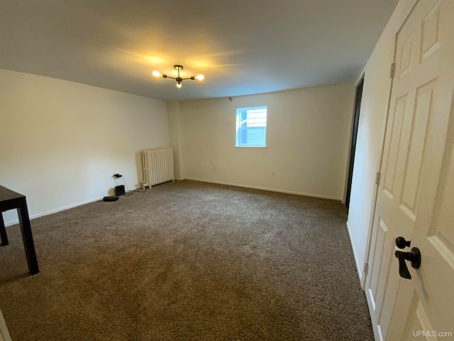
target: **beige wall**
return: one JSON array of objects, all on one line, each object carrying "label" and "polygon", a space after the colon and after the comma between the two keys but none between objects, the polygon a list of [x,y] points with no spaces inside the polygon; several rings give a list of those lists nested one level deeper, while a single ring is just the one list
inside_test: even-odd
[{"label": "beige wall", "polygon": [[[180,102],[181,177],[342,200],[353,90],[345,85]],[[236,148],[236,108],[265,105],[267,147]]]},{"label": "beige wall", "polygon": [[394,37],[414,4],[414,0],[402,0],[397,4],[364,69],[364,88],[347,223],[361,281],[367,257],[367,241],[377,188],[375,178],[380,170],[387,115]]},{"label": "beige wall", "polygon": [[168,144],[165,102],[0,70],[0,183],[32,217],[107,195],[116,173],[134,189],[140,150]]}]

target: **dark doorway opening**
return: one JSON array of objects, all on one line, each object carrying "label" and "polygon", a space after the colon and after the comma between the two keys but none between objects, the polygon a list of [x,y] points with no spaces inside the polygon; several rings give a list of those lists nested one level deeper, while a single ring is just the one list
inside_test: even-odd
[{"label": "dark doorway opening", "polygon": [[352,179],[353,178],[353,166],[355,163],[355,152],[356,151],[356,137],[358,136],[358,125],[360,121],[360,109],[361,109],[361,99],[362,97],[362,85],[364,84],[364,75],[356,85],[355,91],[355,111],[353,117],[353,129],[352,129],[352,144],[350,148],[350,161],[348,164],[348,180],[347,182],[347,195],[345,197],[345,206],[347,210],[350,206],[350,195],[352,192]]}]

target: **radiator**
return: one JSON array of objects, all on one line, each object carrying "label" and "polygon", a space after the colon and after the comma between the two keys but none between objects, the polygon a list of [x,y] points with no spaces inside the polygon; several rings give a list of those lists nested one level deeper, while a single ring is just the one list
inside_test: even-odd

GOAL: Convert every line of the rows above into a Markdown table with the columns Number and Line, skipping blank lines and leaving out the pictures.

EXERCISE ANSWER:
| Number | Line |
|---|---|
| 1 | target: **beige wall** |
| 2 | return: one JSON array of objects, all on one line, each object carrying "label" and "polygon", a space after the colon and after the comma between the two keys but none between objects, the polygon a list of [x,y] points with no spaces inside the polygon; several rings give a list of those lists nested one level deeper, while a single ring is just the one list |
| 3 | inside_test: even-odd |
| 4 | [{"label": "beige wall", "polygon": [[[180,102],[181,177],[342,200],[353,90],[345,85]],[[236,148],[236,108],[265,105],[267,147]]]},{"label": "beige wall", "polygon": [[394,37],[414,4],[414,0],[402,0],[397,4],[364,69],[364,88],[347,223],[361,281],[367,257],[367,241],[377,188],[375,178],[380,170],[387,115]]},{"label": "beige wall", "polygon": [[168,144],[165,102],[0,70],[0,183],[32,217],[107,195],[116,173],[134,189],[140,150]]}] |
| 5 | target: **dark doorway opening** |
| 6 | return: one JSON array of objects, all on one line, each object carrying "label" and "polygon", a space after the colon and after the comma between the two keys but none between objects, the polygon a list of [x,y] points with no spaces inside the polygon; several rings give a list of those lists nested one level deeper, while a single ring is just the one list |
| 7 | inside_test: even-odd |
| 8 | [{"label": "dark doorway opening", "polygon": [[352,179],[353,178],[353,166],[355,163],[355,152],[356,151],[356,137],[358,136],[358,125],[360,121],[360,109],[361,109],[361,99],[362,97],[362,85],[364,84],[364,75],[356,85],[355,91],[355,111],[353,117],[353,129],[352,129],[352,144],[350,148],[350,161],[348,164],[348,180],[347,182],[347,195],[345,197],[345,206],[347,210],[350,206],[350,195],[352,192]]}] |
| 9 | target: **radiator** |
| 10 | return: one JSON array of objects, all on one line, each object carrying "label" and "polygon", a space after the colon and after the comma between the two keys but none between objects, the polygon a list of [x,y] points with no spaces inside the polygon; several rings give a list of those lists nested one level deeper, while a single ring is just the one list |
| 11 | inside_test: even-odd |